> **Tasks**:
- 1) In the abstract on Halimeda incrassata, by what percentage was the THC concentration higher in D. vermicularis samples competing with H. incrassata?
- 2) Translate this sentence from the abstract on Halimeda incrassata into Spanish: "The concentration of 3,6,7-trihydroxycoumarin (THC) was measured in D. vermicularis."
- 3) Extract the passage of the abstract on Halimeda incrassata from "Invasive Species Compendium" up to and including "seaweed Halimeda incrassata.", word for word.

Invasive Species Compendium

Detailed coverage of invasive species threatening livelihoods and the environment worldwide

Abstract

Oxidative stress response in the seagrass Posidonia oceanica and the seaweed Dasycladus vermicularis associated to the invasive tropical green seaweed Halimeda incrassata.

Abstract

The Mediterranean Sea is one of the most affected areas by the presence of invasive species. Halimeda incrassata (J Ellis) JV Lamoroux is newly arrived tropical seaweed in waters of the Mallorca Island (Balearic Islands, Western Mediterranean). The aim was to evaluate the effect of a potential competition between the invasive Halimeda incrassata, the native Posidonia oceanica and Dasycladus vermicularis, by means of antioxidant-related biomarkers in waters of Mallorca. The activities of the antioxidant enzymes-catalase, superoxide dismutase (SOD), glutathione peroxidase (GPx) and glutathione reductase (GRd)-, the levels of reduced glutathione (GSH) and malondialdehyde as indicator of lipid peroxidation were evaluated. The concentration of 3,6,7-trihydroxycoumarin (THC) was measured in D. vermicularis. P. oceanica biomarkers were not altered while D. vermicularis coexisting with the invader showed higher GSH levels (46%) and antioxidant enzyme activities (catalase 74%, SOD 65%, GPx 86% and GRd 98%), although without lipid damage. H. incrassata showed higher malondialdehyde and GSH levels (30% and 31%, respectively), and catalase, superoxide dismutase and glutathione reductase activities (51%, 35% and 84%, respectively) in presence of P. oceanica respect to being alone; and higher superoxide dismutase and glutathione reductase in the presence of D. vermicularis (22% and 42%, respectively). THC concentration in D. vermicularis was significantly higher (53%) in samples competing with H. incrassata. Altogether, native P. oceanica meadows seem unaffected by the alien H. incrassata-which suffered oxidative stress competing with the other species-; whereas increased antioxidant capacities were evidenced in D. vermicularis, possibly as an adaptation mechanism to the new stressful situation that reflect differences in the physiological activities of the three species. In conclusion, the presence of the invasive H. incrassata may be a competitor to be considered for D. vermicularis, while it does not seem to be a major problem for P. oceanica.

> **Material provided**:
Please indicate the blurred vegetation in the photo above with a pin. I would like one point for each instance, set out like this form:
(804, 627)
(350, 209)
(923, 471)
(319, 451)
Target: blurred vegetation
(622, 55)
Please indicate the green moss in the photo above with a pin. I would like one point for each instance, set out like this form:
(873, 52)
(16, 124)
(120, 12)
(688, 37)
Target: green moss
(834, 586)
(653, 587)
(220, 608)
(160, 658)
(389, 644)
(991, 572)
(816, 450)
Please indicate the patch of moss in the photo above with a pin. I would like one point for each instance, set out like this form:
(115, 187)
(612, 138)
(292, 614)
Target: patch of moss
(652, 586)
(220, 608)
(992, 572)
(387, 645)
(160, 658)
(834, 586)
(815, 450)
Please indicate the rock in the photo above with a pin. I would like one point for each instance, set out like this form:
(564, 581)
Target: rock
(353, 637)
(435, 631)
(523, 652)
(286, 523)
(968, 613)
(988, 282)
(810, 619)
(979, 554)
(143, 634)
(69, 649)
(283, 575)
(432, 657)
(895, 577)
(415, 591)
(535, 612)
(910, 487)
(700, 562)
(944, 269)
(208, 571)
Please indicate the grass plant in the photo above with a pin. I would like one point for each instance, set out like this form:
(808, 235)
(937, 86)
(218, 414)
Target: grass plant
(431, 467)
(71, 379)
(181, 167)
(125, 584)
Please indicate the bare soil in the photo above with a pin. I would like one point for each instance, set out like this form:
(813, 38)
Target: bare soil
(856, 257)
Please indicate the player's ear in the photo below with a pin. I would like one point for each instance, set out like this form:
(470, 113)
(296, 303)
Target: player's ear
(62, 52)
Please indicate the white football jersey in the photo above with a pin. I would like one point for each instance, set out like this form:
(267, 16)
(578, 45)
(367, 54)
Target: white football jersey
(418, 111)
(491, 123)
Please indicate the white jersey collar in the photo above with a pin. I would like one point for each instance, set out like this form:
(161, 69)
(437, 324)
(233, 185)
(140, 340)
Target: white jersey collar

> **Results of the exercise**:
- 1) 53%

- 2) La concentración de 3,6,7-trihidroxicumarina (THC) se midió en D. vermicularis.

- 3)
Invasive Species Compendium

Detailed coverage of invasive species threatening livelihoods and the environment worldwide

Abstract

Oxidative stress response in the seagrass Posidonia oceanica and the seaweed Dasycladus vermicularis associated to the invasive tropical green seaweed Halimeda incrassata.